(Raw records)
= = = = = = =

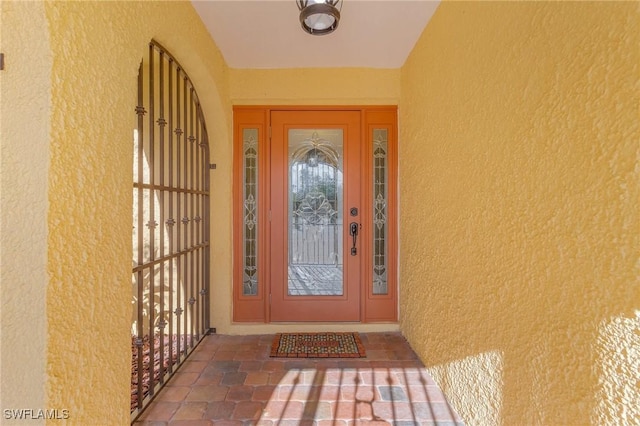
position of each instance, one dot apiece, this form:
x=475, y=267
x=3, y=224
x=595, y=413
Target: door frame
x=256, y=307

= = = = = = =

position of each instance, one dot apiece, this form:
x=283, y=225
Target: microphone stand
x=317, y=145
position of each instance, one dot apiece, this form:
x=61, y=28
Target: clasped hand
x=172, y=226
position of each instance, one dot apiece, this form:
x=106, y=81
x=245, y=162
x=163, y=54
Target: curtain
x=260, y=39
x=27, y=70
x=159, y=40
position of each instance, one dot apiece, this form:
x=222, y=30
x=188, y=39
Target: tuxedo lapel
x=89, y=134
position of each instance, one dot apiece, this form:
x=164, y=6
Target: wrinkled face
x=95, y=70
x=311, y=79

= = = = = = =

Task directions:
Find each line of the records above that contains the word "Target", and copy those lines in full. Case counts.

Task solution:
Target: door frame
Target: microphone stand
Target: clasped hand
Target: curtain
Target: tuxedo lapel
Target: wrinkled face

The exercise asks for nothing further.